Extract Start Marker
Antibiotics are no longer a money-maker for America’s drug companies. and that’s bad news for patients relying on them to stave off illness.
It has long been recognized that bacterial infections are become more stubborn and dangerous, as germs become resistant to the drugs doctors have relied upon for decades.
As those legacy drugs -- some developed in the 1920s -- become less effective, there are fewer new antibiotics being developed to take their place. Part of the problem with the newer drugs, ironically, is their effectiveness. While drugs for diseases such as cancer or diabetes are used for years, patients need antibiotics only for several days. Drug companies that spent billions developing new treatments never recoup their investment. Startup companies are going bankrupt, and giants like Novartis are leaving the antibiotic market altogether. In the 1980s, there were 18 major companies developing new antibiotics. Today there are three.
“This is a crisis that should alarm everyone,” Dr. Helen Boucher, an infectious disease specialist at Tufts Medical Center, told the New York Times. According to the Centers for Disease Control and Prevention, antibiotic-resistant bacteria cause more than 2.8 million infections and 35,000 deaths in the United States every year.
“Unless your scientists invent new antibiotics, we’ll kill 10 million people annually by 2050,” Greg Frank, executive director of Working to Fight AMR, an industry-funded group pushing for more support for drug development
Addressing the problem will require help from the federal government, and it seems to be an issue has strong bipartisan report. The DISARM Act, introduced in Congress earlier this year, would, among other things:
-- Direct Medicare to reimburse hospitals for the use of newer, more effective -- and expensive -- antibacterials;
-- Extend the length of time pharmaceutical companies can hold exclusive patents for the new drugs, to give them a better chance at making back their investment;
-- Create a program to buy and store critical antibiotics so the national health care system does not fall victim to a shortage.
Congress should act now.
“This is a problem that can be solved, it’s not that complicated,” Dr. Ryan Cirz, founder of a antibiotic startup that lost its funding, told the Times. “We can deal with the problem now, or we can just sit here and wait until greater numbers of people start dying. That would be a tragedy.”
Extract End Marker
Data records Start Marker
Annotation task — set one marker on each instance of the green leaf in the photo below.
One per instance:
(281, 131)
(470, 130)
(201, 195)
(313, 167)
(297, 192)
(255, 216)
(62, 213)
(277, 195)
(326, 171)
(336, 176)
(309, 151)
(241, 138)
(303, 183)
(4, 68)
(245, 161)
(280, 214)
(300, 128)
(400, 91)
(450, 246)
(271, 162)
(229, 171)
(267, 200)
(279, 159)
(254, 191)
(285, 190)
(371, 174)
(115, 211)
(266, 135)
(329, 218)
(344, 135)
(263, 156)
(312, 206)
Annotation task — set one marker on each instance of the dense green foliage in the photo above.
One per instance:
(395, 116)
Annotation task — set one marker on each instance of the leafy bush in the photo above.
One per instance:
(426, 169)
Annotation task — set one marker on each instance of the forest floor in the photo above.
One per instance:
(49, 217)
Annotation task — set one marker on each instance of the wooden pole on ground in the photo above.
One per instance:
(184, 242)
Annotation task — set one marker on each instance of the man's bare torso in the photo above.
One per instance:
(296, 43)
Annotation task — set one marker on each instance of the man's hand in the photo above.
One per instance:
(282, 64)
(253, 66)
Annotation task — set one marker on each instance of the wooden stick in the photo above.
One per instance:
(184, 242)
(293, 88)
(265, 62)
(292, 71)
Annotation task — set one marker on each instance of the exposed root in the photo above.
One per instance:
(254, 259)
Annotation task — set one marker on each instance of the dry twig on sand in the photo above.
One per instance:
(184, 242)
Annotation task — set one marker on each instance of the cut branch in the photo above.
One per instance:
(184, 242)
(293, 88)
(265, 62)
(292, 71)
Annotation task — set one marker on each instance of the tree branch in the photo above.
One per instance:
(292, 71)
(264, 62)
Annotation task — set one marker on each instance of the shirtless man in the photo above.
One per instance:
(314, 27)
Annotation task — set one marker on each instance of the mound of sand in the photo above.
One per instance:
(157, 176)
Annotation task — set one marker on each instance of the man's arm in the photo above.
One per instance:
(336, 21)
Data records End Marker
#### Problems to solve:
**1)** Reproduce the stretch of the antibiotics editorial from "As those legacy" through "there are three.".
**2)** Answer these questions from the antibiotics editorial:
(a) How many major companies were developing new antibiotics in the 1980s?
(b) According to the Centers for Disease Control and Prevention, how many deaths do antibiotic-resistant bacteria cause in the United States every year?
(c) At which medical center is Dr. Helen Boucher an infectious disease specialist?

#### Answers to this exercise:
**1)**
As those legacy drugs -- some developed in the 1920s -- become less effective, there are fewer new antibiotics being developed to take their place. Part of the problem with the newer drugs, ironically, is their effectiveness. While drugs for diseases such as cancer or diabetes are used for years, patients need antibiotics only for several days. Drug companies that spent billions developing new treatments never recoup their investment. Startup companies are going bankrupt, and giants like Novartis are leaving the antibiotic market altogether. In the 1980s, there were 18 major companies developing new antibiotics. Today there are three.

**2)**
(a) 18
(b) 35,000
(c) Tufts Medical Center